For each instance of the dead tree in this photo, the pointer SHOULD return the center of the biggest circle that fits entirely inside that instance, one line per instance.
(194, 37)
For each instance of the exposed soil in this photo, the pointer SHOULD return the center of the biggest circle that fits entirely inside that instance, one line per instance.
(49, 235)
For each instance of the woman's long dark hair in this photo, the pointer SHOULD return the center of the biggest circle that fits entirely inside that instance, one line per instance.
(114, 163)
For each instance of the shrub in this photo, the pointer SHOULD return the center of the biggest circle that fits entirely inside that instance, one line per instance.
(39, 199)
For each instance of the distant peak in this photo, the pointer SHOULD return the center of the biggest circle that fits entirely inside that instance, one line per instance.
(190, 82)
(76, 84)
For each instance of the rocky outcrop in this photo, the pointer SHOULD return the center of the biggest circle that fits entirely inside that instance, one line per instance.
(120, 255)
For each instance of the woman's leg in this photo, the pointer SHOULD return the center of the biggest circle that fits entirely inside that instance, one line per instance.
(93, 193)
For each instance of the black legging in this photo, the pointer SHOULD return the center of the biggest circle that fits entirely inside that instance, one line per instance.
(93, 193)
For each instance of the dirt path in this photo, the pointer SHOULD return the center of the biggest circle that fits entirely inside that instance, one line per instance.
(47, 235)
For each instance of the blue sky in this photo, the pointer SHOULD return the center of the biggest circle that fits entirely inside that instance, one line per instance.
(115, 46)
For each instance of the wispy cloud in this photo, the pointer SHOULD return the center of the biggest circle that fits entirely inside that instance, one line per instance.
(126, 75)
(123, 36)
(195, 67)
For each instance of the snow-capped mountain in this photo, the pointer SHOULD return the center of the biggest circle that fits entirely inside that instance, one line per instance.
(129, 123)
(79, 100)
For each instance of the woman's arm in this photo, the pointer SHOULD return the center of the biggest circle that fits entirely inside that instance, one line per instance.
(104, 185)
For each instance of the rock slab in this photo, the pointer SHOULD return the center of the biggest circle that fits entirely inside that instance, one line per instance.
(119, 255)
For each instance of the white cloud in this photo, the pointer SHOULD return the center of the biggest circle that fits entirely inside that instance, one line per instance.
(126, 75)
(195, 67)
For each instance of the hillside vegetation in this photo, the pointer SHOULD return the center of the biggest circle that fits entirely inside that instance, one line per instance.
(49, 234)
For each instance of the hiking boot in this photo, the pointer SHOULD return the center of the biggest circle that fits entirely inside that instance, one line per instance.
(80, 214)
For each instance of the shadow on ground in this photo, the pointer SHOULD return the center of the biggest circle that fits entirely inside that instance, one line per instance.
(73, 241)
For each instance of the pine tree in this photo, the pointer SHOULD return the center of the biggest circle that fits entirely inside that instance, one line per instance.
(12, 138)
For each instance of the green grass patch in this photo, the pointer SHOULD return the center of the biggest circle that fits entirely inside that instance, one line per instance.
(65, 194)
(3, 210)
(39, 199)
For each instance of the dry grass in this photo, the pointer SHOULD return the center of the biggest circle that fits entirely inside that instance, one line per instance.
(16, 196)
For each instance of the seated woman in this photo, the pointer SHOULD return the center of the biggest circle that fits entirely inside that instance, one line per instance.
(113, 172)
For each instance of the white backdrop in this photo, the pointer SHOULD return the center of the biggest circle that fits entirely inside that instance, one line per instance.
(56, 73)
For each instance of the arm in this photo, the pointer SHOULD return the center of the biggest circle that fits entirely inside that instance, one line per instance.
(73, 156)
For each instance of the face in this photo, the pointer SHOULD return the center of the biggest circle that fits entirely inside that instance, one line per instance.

• • • • •

ACTION ITEM
Copy out every record exactly.

OUTPUT BELOW
For each instance of the dead tree in this photo, the pointer SHOULD return the center of the biggest circle that fits entirely inside that instance, one line per instance.
(194, 37)
For each instance of the exposed soil in this photo, the pointer SHOULD return the center of the biggest circle that fits entirely inside that instance, one line per instance.
(49, 235)
For each instance of the woman's long dark hair in this photo, the pointer SHOULD return the center of the biggest circle that fits entirely inside that instance, one line per instance.
(114, 163)
For each instance of the shrub in this photo, the pointer SHOULD return the center of the biggest circle that fits entirely inside that instance, one line per instance.
(39, 199)
For each instance of the distant peak in this photo, the pointer SHOULD return the center of the biggest circle that fits entirely inside that instance, one line per instance.
(190, 82)
(76, 84)
For each instance of the rocky outcrop in this photo, the pointer SHOULD return the center of the biggest circle that fits entirely inside that instance, one line per instance.
(120, 255)
For each instance of the woman's leg in this photo, the pointer SHOULD return the center of the biggest circle that fits entirely inside that instance, one line per instance.
(93, 193)
For each instance of the black legging in this photo, the pointer SHOULD return the center of the biggest circle that fits entirely inside that instance, one line per instance.
(93, 193)
For each instance of the dirt path in this photo, the pointer SHOULD return the center of the biggest circle that fits entirely inside that instance, one line per instance.
(47, 235)
For each instance of the blue sky in this photo, the pointer SHOULD return the center of the biggest circle that fits entirely inside that instance, one line per instance.
(115, 46)
For each instance of the wispy cloud in this photo, the pointer SHOULD return the center of the biggest circle that fits entirely inside that instance, one line per instance.
(126, 75)
(123, 36)
(195, 67)
For each instance of the snow-capped mountain in this photo, the pointer SHOULD return the center of the biggest circle that fits entirely inside that instance, one line per instance.
(129, 123)
(79, 100)
For each instance of the woman's arm in this photo, the pointer SHOULD return the center of the biggest circle that fits entirely inside that instance, one line per instance.
(104, 185)
For each instance of the rock slab in this photo, the pointer SHOULD return the center of the biggest circle that fits entirely inside that instance, one line per instance.
(119, 255)
For each instance of the white cloud in this photo, the pointer SHOULD return the center of the biggest circle that fits entirely inside that instance, one line per instance.
(126, 75)
(195, 67)
For each instance of the hillside vegetation in this photo, the pointer SHOULD return the center of the biggest circle that fits entirely inside that instance, one line per instance.
(49, 234)
For each instance of the hiking boot in this photo, the pointer SHOULD return the center of the biggest circle that fits entirely inside that instance, one line per instance.
(80, 214)
For each instance of the shadow on ground in this photo, the pointer SHOULD return the center of the biggest circle that fits entirely inside that instance, one line per instance.
(73, 241)
For each instance of the pine tree in this photo, the pointer SHOULD return the center of the biggest circle that fits entirely inside that instance, one line per instance.
(12, 138)
For each instance of the green grass patch in this photo, the pointer SHOULD return the center of the biggest circle that fits entirely inside that instance, one line per instance.
(65, 194)
(3, 210)
(39, 199)
For each instance of the dry grass in this photo, the pointer SHOULD return the center of the biggest circle that fits entirely inside that instance, one line per instance.
(16, 196)
For each instance of the seated woman in this photo, the pointer SHOULD return the center of the biggest circle that fits entirely inside that instance, one line per instance.
(113, 172)
For each instance of the white backdrop in this photo, the pointer SHOULD return the center of the biggest circle that fits entirely inside that instance, one line per instance.
(56, 73)
For each instance of the arm in this photo, the pointer SHOULD return the center of the biggest circle that fits entirely inside that instance, one line per instance.
(73, 156)
For each instance of the face in this photo, the pointer SHOULD return the center of the biggest circle that fits entirely inside that instance, one line per instance.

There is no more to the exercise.